Task –
What do the lines say from the one containing "# test: point to the steel wheel" to the end of the records? Restate them word for word, and only those.

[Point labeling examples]
—————

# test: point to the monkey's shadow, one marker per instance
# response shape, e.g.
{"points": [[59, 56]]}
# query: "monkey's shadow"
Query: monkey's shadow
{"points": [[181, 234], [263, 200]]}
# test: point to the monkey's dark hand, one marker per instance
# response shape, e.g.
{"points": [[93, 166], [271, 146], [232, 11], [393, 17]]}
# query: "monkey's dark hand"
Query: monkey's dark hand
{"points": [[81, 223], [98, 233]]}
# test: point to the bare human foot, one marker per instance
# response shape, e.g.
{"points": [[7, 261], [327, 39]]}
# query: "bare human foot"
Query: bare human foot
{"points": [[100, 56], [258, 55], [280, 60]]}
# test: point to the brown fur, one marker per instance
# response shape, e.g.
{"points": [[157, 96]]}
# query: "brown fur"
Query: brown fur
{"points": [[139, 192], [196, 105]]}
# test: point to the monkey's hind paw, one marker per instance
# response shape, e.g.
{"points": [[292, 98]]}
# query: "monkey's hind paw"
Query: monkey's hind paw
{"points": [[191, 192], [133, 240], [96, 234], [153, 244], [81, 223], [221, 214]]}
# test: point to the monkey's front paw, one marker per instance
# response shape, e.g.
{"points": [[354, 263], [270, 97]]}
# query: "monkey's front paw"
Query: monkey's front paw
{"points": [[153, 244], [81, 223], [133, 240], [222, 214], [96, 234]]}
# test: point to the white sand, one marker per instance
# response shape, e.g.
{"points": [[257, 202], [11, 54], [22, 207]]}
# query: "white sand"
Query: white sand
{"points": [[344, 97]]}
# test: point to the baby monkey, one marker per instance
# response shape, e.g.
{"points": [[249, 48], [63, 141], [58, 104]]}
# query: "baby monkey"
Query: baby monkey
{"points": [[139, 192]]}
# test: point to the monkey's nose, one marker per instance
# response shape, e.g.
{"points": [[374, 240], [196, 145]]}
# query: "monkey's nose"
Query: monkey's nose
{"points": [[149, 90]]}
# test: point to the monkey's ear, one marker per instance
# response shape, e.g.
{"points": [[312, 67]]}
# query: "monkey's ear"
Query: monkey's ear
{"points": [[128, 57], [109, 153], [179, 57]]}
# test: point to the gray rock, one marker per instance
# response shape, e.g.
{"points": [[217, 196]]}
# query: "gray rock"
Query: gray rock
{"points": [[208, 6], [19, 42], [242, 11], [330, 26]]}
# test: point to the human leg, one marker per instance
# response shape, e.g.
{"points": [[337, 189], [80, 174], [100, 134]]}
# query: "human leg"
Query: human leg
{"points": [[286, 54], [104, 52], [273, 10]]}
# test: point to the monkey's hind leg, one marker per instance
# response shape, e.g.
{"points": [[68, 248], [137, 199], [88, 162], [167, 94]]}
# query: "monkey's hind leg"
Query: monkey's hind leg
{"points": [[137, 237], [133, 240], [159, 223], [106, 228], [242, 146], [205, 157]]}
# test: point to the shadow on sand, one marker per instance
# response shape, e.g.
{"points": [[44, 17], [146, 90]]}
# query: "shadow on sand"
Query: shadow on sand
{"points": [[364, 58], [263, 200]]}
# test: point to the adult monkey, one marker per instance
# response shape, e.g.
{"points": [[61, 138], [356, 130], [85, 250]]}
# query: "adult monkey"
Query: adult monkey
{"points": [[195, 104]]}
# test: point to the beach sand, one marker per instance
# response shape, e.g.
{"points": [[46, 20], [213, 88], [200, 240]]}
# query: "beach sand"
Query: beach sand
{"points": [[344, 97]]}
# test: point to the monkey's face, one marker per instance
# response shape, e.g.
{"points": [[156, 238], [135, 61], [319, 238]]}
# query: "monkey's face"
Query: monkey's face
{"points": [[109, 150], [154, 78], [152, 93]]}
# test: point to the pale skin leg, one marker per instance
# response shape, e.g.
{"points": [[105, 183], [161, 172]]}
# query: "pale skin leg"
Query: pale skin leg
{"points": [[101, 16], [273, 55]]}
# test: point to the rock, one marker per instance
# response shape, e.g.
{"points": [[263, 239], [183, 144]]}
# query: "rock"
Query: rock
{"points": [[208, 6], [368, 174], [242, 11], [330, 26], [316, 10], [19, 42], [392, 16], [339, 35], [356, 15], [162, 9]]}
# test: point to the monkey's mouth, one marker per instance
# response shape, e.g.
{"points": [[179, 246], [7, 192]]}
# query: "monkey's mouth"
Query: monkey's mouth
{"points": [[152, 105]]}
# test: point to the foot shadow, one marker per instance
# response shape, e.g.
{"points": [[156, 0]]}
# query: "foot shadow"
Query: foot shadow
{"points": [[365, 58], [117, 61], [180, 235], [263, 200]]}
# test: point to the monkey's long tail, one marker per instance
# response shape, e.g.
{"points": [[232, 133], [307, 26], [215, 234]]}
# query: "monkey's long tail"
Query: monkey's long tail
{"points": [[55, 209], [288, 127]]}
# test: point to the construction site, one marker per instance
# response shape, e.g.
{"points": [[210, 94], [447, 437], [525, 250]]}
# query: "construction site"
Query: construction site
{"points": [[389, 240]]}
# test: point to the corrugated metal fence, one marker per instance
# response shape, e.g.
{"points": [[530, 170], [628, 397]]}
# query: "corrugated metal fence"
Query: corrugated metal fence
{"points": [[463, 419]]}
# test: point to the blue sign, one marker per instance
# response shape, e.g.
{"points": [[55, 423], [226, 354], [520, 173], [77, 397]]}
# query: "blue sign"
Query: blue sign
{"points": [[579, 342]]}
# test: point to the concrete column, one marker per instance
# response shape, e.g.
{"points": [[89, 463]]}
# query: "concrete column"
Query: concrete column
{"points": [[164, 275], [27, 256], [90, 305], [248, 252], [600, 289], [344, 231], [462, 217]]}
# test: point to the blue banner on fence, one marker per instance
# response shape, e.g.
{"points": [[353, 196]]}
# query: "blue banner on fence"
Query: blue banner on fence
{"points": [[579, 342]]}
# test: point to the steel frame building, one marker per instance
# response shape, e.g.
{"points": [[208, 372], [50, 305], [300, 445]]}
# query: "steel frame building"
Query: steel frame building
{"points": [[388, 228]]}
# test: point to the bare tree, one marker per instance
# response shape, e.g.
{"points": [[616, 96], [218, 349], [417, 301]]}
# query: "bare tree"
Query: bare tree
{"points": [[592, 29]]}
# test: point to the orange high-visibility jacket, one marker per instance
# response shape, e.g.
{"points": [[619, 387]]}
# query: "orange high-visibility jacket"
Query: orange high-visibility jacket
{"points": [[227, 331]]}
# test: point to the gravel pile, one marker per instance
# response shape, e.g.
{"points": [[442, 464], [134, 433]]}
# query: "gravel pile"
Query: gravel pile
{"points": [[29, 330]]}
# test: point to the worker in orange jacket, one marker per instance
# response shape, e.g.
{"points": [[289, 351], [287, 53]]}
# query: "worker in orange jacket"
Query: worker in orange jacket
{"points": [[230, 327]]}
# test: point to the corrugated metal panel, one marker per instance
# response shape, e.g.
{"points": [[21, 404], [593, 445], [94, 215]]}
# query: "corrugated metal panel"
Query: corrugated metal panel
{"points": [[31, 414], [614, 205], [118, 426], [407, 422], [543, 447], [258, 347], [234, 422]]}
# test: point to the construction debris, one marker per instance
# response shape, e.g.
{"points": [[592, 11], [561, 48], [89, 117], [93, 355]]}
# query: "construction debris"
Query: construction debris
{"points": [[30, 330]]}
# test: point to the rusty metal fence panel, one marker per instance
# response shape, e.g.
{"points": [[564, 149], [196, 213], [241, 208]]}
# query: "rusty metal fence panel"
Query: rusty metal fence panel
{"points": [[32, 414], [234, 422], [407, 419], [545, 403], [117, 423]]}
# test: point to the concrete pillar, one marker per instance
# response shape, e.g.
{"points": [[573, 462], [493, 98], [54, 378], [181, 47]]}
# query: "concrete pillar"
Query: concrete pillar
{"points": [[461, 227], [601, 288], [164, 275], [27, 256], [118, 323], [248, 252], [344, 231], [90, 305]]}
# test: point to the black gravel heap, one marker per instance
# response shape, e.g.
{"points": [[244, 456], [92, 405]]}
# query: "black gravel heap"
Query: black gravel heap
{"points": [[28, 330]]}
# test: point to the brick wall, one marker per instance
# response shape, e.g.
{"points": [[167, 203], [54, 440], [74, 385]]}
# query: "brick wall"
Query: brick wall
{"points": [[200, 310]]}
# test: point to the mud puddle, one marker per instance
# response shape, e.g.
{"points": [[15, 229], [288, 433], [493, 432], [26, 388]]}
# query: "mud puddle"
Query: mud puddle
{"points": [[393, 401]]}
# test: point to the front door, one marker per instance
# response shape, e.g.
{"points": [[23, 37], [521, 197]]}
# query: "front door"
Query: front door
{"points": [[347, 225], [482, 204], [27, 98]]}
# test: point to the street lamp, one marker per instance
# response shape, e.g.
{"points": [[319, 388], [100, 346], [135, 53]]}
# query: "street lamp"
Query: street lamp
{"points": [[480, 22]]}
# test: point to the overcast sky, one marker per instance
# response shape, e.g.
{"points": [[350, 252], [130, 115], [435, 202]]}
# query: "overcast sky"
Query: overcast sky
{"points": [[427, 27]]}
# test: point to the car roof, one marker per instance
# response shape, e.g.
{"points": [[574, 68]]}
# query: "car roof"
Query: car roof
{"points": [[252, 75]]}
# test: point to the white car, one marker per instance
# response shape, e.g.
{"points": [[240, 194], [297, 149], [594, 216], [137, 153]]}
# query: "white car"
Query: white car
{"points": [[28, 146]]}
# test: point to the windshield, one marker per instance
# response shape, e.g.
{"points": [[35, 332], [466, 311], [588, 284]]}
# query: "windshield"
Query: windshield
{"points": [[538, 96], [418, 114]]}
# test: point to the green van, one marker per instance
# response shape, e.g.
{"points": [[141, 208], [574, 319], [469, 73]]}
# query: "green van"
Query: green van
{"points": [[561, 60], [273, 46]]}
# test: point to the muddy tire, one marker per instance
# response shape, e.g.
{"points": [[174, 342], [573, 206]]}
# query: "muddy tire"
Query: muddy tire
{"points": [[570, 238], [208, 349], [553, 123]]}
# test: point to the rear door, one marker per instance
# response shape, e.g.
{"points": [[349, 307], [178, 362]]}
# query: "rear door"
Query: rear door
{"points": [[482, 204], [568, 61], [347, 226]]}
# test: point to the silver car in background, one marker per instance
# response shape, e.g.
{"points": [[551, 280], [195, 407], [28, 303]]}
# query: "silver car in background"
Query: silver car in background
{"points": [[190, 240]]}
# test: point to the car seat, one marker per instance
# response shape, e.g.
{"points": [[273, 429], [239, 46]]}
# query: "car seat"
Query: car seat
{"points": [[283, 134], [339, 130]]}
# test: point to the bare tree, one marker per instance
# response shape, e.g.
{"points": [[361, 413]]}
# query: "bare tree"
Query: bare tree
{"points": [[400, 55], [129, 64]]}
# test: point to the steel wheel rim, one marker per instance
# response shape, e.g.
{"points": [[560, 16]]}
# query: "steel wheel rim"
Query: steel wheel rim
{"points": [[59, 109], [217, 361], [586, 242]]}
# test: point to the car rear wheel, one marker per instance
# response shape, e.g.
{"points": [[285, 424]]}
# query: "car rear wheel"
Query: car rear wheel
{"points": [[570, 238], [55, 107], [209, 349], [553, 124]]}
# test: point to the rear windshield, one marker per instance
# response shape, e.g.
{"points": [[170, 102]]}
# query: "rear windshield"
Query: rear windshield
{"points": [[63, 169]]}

—————

Task response –
# test: point to the steel wheel rim, one marker per instance
# response shape, e.g.
{"points": [[560, 16]]}
# query: "steel wheel rim"
Query: steel wheel rim
{"points": [[59, 109], [217, 361], [586, 242]]}
# test: point to the car rear wheel, one marker per instance
# response shape, e.g.
{"points": [[285, 424]]}
# query: "car rear wheel"
Query: car rear wheel
{"points": [[570, 238], [55, 107], [209, 349], [553, 124]]}
# test: point to the rear windshield, one marker per instance
# response shape, e.g.
{"points": [[170, 102]]}
# query: "rear windshield"
Query: rear windshield
{"points": [[63, 169]]}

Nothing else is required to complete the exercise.